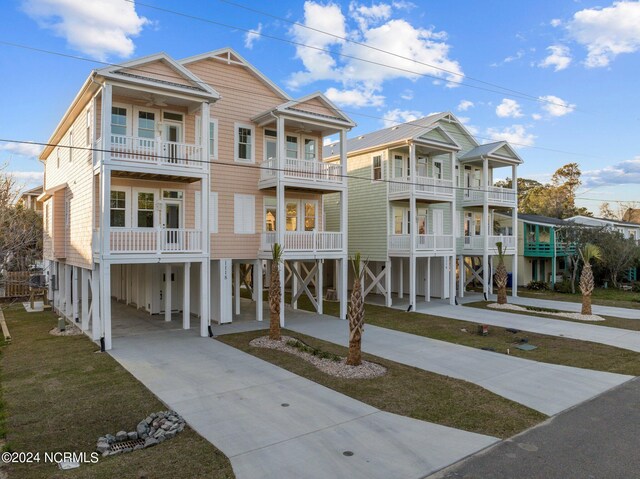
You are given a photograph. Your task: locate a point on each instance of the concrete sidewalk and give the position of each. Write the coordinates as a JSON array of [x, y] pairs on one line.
[[274, 424], [548, 388]]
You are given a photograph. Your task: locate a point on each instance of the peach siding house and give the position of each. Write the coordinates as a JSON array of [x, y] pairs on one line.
[[147, 204]]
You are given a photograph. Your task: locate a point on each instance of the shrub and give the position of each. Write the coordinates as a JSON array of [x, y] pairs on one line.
[[538, 286]]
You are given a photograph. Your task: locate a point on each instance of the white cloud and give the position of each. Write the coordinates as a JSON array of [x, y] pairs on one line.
[[22, 149], [625, 172], [98, 27], [556, 106], [464, 105], [559, 58], [372, 26], [508, 109], [516, 135], [607, 32], [252, 35], [393, 117], [360, 96]]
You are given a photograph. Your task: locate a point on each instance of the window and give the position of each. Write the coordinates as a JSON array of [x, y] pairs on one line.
[[377, 167], [118, 121], [118, 209], [244, 211], [310, 149], [292, 147], [310, 208], [146, 124], [244, 143], [146, 206]]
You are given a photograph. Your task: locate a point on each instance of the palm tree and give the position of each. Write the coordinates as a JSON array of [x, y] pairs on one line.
[[588, 252], [356, 313], [501, 277], [275, 293]]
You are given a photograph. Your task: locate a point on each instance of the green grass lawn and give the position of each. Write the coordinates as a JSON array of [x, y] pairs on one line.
[[60, 395], [551, 349], [600, 296], [610, 321], [406, 390]]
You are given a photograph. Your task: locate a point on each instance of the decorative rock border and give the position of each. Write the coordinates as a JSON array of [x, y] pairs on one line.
[[154, 429]]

* * * * * * * * *

Exercise: Rewrite all of the lines above with every "instance" changed to "occurrence" and nothing else altered. Omit the pictures.

Exercise response:
You are given a photograph. Your task: locate a point on each occurrence of the concrete sidewalk and give the position of each. Write the coordinates as a JSON array of [x, y] pairs on one line.
[[274, 424], [548, 388]]
You are given a photograph. Your task: locate a point on each occurrence of the peach siding house and give the position of each. Write the coordinates as a JSON array of [x, y] pairs on one line.
[[147, 204]]
You are given a photograph. Your task: locate a point on each occurrence of the shrub and give the position of each. Write the coordinates as a JSON array of [x, y] pairs on one line.
[[538, 286]]
You are given a photograph. Your task: locate a point on each occurrence of the white cloud and give the position of each. Write the coordinates as a JSON array of [x, y] pairs on one line.
[[22, 149], [625, 172], [98, 27], [556, 106], [464, 105], [559, 58], [372, 26], [508, 109], [516, 135], [607, 32], [252, 35], [393, 117], [360, 96]]
You are given a photograph. Your task: locate a point on each occurrence of the window and give the position of each. Write the coordinates as a JSON array of [x, y] pairs on one line.
[[377, 167], [118, 121], [118, 209], [244, 211], [310, 149], [292, 147], [310, 208], [146, 124], [244, 143], [146, 206]]
You are given a photograph. Your task: locate a point on each occurrence of the palm tree and give the position of each. Write the coordinates as a JSON array of [x, y] pairs on one line.
[[588, 252], [356, 313], [501, 277], [275, 293]]
You are given a photograph. Your task: locate a point on each occurrence of the green grass lawn and give the position of each. Write the coordinates as a JSON array of [x, y] pairs on one line.
[[60, 395], [551, 349], [600, 296], [610, 321], [406, 390]]
You are given a photograph. Your task: locate a point on each occurrence of the decorative rock border and give the position of each. Write the coordinates as a JSON array of [x, y] pairs on one line.
[[154, 429]]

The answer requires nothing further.